__Excerpted data__.

----------

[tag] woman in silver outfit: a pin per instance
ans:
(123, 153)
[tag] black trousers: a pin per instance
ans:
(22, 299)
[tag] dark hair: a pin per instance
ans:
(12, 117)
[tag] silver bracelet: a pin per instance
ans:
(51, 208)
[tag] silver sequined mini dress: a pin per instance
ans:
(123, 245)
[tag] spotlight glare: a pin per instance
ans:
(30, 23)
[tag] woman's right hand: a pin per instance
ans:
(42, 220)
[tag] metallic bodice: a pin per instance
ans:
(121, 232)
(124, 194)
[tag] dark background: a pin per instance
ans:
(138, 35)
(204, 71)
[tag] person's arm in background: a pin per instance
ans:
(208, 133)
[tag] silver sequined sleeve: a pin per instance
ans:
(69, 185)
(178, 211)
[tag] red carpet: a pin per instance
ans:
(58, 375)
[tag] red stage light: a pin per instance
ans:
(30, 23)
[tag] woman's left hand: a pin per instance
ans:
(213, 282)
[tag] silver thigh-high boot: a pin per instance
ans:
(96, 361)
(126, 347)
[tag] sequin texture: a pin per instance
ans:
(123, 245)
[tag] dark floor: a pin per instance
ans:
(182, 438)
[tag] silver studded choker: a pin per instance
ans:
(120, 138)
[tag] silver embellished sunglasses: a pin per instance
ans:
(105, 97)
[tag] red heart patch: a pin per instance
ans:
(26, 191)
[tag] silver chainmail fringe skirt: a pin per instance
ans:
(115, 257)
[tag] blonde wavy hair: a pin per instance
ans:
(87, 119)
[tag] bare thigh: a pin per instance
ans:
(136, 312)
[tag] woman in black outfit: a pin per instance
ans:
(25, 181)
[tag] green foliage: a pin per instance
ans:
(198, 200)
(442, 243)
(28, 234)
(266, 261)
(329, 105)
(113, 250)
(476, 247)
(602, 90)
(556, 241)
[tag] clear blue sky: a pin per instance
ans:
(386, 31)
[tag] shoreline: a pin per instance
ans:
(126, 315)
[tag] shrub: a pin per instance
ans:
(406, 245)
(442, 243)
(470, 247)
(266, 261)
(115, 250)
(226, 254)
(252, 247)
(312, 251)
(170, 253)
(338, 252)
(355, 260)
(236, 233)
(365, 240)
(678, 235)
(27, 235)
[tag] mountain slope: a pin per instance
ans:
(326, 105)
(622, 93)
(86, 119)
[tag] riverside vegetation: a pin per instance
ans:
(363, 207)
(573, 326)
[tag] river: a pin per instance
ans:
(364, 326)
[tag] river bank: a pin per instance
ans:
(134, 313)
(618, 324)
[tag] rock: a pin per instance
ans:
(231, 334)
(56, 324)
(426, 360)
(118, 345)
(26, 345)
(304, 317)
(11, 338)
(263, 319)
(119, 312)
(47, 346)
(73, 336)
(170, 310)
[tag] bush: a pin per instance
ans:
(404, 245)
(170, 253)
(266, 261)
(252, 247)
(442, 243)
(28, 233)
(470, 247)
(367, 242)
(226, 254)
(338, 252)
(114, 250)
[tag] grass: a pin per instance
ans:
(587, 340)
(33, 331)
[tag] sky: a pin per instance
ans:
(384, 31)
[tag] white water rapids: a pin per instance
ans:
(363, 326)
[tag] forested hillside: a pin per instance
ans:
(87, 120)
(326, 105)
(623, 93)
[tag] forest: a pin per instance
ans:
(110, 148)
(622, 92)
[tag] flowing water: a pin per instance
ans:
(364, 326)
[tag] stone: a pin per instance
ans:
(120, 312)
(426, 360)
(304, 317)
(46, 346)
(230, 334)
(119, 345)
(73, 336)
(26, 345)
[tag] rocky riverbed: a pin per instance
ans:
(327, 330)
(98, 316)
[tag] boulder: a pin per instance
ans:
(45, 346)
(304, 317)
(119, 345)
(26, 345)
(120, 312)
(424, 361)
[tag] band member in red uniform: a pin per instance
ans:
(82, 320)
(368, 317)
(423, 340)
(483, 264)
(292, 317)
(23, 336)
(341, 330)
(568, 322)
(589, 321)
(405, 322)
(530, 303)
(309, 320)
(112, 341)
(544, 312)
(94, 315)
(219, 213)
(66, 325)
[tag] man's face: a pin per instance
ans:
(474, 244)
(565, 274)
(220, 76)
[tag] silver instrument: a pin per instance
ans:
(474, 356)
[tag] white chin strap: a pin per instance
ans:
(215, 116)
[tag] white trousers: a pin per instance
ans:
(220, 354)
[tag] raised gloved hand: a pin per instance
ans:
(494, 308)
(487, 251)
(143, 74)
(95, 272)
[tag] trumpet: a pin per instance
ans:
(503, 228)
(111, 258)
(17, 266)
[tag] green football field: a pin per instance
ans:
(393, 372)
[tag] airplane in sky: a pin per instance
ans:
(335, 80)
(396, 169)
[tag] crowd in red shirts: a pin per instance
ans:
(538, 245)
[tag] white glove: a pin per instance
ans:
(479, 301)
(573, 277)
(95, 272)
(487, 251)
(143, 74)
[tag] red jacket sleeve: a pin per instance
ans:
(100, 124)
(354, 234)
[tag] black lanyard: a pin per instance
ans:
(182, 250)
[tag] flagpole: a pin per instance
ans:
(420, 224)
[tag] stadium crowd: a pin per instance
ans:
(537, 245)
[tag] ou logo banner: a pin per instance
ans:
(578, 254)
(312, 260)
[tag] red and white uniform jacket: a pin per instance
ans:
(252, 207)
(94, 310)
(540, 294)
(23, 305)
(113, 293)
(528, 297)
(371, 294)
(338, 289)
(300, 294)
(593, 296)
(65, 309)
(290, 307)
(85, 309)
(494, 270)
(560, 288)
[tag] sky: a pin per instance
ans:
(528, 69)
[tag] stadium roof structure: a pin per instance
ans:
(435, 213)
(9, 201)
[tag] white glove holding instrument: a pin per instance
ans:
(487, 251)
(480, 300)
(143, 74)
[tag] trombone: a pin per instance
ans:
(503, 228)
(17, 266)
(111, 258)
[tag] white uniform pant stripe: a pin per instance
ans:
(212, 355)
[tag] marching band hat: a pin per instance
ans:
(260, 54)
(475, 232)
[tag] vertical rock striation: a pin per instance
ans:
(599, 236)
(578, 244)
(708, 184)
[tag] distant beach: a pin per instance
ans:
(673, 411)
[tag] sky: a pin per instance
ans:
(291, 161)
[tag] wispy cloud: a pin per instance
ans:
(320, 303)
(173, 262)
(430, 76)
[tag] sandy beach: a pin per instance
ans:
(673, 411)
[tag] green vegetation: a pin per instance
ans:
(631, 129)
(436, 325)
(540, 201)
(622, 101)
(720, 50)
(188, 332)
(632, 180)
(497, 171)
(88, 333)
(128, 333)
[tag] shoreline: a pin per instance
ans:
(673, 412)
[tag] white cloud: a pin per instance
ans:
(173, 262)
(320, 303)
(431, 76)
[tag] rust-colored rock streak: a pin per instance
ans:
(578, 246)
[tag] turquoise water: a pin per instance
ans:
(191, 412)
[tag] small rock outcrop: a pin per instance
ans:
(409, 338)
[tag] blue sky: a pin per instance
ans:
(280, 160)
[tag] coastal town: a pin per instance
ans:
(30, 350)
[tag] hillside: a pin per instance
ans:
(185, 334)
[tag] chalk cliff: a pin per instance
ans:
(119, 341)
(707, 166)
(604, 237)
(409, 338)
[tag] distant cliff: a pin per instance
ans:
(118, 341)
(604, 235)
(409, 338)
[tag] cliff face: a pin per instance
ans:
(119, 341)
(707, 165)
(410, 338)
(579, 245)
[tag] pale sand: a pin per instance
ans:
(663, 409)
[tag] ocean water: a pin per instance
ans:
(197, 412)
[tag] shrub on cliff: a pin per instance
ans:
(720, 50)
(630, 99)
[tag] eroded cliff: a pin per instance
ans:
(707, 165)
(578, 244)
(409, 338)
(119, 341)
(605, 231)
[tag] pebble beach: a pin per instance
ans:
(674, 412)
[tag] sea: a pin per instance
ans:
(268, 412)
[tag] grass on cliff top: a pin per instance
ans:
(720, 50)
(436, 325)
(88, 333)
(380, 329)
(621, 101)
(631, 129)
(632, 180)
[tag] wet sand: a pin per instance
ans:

----------

__Stated task__. Your task is to reproduce, exactly and exclusively, the lines from the one holding "[tag] hillside: a pin per instance" through the final line of the listing.

__The result__.
[tag] hillside: a pin per instance
ans:
(185, 334)
[tag] chalk cliff: a pin per instance
ans:
(119, 341)
(707, 166)
(604, 237)
(409, 338)
[tag] distant cliff: a pin per instance
ans:
(118, 341)
(604, 235)
(409, 338)
[tag] cliff face: a pin per instance
ans:
(119, 341)
(707, 165)
(410, 338)
(579, 245)
[tag] pale sand: a pin per instance
ans:
(663, 409)
[tag] ocean water: a pin per instance
ans:
(197, 412)
[tag] shrub on cliff: a pin per instance
ans:
(720, 50)
(630, 99)
[tag] eroded cliff: a pin per instance
ans:
(707, 165)
(578, 244)
(409, 338)
(119, 341)
(605, 231)
[tag] pebble beach: a pin per instance
ans:
(674, 412)
[tag] sea: a pin per instance
ans:
(268, 412)
[tag] grass on cliff top: a pin per instance
ans:
(720, 50)
(436, 325)
(88, 333)
(380, 329)
(621, 101)
(631, 129)
(632, 180)
[tag] wet sand: a pin per instance
ans:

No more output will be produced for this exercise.